§ **AUFGABENSTELLUNG**
Mit welcher Ware handelte Lydia laut dem Artikel über Lydia? Bitte antworten Sie in wenigen Wörtern.

Wir beraten

Menschen der Bibel: zum Beispiel Lydia   

Dieter Bauer, forum 7/2006: S.25

Und Lydia öffnete ihr Haus

Momentan ist viel vom «christlichen Europa» die Rede. Man meint, christliche Werte gegenüber anderen Kulturen wie der muslimischen verteidigen zu müssen, und beruft sich dabei auf Freiheit und Menschenrechte.
Angesichts solcher Diskussionen ist es vielleicht hilfreich, einen Blick auf die Anfänge des christlichen Europa zu tun. Interessanterweise begann nämlich das christliche Europa mit einer Frau. Wir erfahren davon in der Apostelgeschichte des Lukas, wo ein Augenzeuge von der Ankunft des Apostels Paulus in Europa berichtet:
Wir gingen nach Philippi, in eine Stadt im ersten Bezirk von Mazedonien, eine (römische) Kolonie. In dieser Stadt hielten wir uns einige Tage auf. Am Sabbat gingen wir durch das Stadttor hinaus an den Fluss, wo wir eine Synagoge vermuteten. Wir setzten uns und sprachen zu den Frauen, die sich eingefunden hatten. Eine Frau namens Lydia, eine Purpurhändlerin aus der Stadt Thyatira, hörte zu; sie war eine Gottesfürchtige und der Herr öffnete ihr das Herz, sodass sie den Worten des Paulus aufmerksam lauschte. Als sie und alle, die zu ihrem Haus gehörten, getauft waren, bat sie: Wenn ihr überzeugt seid, dass ich fest an den Herrn glaube, kommt in mein Haus und bleibt da. (Apg 16,12-15)
Interessant ist, dass sich in der Synagoge von Philippi offensichtlich ausschliesslich Frauen eingefunden hatten. Und in dieser Gemeinde religiös interessierter Frauen scheint Lydia eine wichtige Rolle zu spielen. Als einzige wird sie mit Namen genannt. Und wir erfahren, dass sie eine Geschäftsfrau aus dem lydischen Thyatira war, deren Handelsbeziehungen sie nach Griechenland in die aufstrebende römische Stadt Philippi geführt haben. Der Handel mit dem absoluten Luxusartikel Purpur führte nämlich über die Haupthandelsstrasse «Via Egnatia» ins Zentrum der damaligen Welt, nach Rom. An dieser Strasse lag Philippi und wohl auch das Geschäft der Lydia.
Als «Gottesfürchtige» war sie (noch) keine Jüdin, aber offensichtlich vom jüdischen Glauben fasziniert und dann auch von der christlichen Auslegung des jüdischen Rabbis Paulus sehr angetan, so sehr, dass sie sich spontan zur Taufe entschloss mit ihrem ganzen «Haus», was wohl alle ihre Angestellten mit einschloss.
So wie diese Frauengemeinde die missionierenden Männer Paulus, Silas und Timotheus aufgenommen hatte, so stellt Lydia auch ganz selbstverständlich ihr Haus für die neu entstehende christliche Gemeinde zur Verfügung. Wir dürfen davon ausgehen, dass sie als Hausherrin auch ganz selbstverständlich den christlichen Gottesdiensten vorgestanden hat und die kleine Gemeinde geleitet, nachdem die Missionare weiter gezogen waren.

§ **BEREITGESTELLTE DATEN**
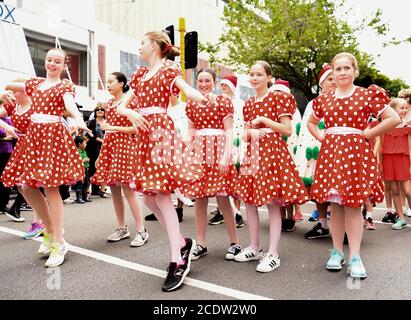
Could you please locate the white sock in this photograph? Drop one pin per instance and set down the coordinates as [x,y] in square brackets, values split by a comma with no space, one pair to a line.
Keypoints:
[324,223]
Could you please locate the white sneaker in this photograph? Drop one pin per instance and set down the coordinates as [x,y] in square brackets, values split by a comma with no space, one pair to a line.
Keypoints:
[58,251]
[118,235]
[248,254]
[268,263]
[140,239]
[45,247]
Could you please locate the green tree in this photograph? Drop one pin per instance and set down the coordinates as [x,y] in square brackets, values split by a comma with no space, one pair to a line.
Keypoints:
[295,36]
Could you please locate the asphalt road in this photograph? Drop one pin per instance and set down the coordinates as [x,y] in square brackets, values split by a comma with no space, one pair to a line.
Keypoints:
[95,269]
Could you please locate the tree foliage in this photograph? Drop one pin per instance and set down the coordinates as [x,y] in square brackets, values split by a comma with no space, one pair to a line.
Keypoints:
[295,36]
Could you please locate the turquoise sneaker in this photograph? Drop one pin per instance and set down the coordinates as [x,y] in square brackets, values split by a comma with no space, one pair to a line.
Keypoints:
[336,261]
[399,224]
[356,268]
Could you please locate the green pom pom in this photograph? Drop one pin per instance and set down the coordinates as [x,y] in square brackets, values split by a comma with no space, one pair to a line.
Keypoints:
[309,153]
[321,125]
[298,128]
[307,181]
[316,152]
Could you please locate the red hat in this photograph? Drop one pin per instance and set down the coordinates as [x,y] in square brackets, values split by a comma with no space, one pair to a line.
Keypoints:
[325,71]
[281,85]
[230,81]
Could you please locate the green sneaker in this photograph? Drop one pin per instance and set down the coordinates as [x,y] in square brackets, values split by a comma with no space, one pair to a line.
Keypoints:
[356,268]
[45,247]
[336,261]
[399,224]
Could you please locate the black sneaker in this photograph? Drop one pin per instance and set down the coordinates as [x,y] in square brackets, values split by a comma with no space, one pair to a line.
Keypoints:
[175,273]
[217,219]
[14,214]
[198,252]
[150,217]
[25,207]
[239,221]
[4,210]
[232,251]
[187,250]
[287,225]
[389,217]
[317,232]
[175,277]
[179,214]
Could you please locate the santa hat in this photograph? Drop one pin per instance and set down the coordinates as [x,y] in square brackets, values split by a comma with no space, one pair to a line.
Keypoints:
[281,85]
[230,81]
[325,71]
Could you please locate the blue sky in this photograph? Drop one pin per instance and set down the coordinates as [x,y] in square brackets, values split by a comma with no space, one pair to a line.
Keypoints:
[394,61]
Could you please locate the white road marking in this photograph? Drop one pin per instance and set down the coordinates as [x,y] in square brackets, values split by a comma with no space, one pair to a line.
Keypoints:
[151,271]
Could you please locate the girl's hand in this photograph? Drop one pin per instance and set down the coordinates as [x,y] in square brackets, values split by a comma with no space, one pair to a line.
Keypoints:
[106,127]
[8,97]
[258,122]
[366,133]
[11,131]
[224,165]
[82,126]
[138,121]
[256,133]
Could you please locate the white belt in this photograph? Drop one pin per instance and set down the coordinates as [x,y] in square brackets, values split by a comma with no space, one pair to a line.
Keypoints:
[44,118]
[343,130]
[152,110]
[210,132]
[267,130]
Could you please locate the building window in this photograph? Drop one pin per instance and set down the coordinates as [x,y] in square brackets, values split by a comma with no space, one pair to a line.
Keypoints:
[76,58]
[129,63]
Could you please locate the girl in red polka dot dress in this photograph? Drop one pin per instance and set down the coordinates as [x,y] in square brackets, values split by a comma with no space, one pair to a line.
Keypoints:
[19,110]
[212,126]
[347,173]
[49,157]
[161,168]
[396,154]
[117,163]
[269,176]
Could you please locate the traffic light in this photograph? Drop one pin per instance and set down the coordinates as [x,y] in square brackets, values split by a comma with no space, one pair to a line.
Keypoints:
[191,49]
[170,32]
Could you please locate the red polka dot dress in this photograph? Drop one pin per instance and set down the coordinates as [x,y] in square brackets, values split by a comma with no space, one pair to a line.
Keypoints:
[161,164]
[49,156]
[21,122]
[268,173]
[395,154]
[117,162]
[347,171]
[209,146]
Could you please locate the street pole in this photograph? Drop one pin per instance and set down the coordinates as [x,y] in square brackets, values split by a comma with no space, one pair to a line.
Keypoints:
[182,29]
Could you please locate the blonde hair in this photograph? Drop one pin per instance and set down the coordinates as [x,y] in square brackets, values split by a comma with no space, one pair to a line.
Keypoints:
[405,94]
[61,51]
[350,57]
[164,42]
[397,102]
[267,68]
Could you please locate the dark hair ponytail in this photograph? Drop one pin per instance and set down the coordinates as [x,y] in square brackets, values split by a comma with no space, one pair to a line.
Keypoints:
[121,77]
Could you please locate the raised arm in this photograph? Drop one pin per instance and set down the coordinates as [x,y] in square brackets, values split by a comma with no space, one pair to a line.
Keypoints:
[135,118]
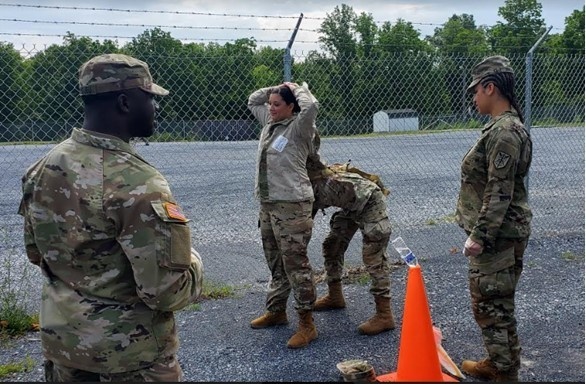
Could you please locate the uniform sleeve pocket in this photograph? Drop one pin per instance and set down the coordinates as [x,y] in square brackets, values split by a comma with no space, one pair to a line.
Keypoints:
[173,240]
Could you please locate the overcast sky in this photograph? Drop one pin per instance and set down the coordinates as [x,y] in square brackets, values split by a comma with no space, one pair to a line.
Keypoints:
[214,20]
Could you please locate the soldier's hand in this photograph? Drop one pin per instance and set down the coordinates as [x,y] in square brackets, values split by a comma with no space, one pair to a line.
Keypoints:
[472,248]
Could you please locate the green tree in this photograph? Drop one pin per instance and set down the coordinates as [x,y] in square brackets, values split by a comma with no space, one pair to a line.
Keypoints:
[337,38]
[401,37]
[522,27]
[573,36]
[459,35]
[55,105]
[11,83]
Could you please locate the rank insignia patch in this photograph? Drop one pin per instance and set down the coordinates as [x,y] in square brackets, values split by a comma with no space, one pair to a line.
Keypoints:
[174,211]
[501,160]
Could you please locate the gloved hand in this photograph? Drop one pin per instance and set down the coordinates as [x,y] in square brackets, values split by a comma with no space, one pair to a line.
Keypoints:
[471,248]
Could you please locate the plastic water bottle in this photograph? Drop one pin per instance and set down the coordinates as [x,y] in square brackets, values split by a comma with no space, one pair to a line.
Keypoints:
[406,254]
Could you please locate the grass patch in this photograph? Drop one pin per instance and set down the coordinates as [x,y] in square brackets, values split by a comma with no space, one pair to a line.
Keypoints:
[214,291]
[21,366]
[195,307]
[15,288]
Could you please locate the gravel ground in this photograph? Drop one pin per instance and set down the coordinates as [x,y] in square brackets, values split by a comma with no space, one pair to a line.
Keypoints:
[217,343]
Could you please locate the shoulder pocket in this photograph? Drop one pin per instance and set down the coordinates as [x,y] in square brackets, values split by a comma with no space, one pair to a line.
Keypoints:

§ **LÖSUNG**
Mit Purpur.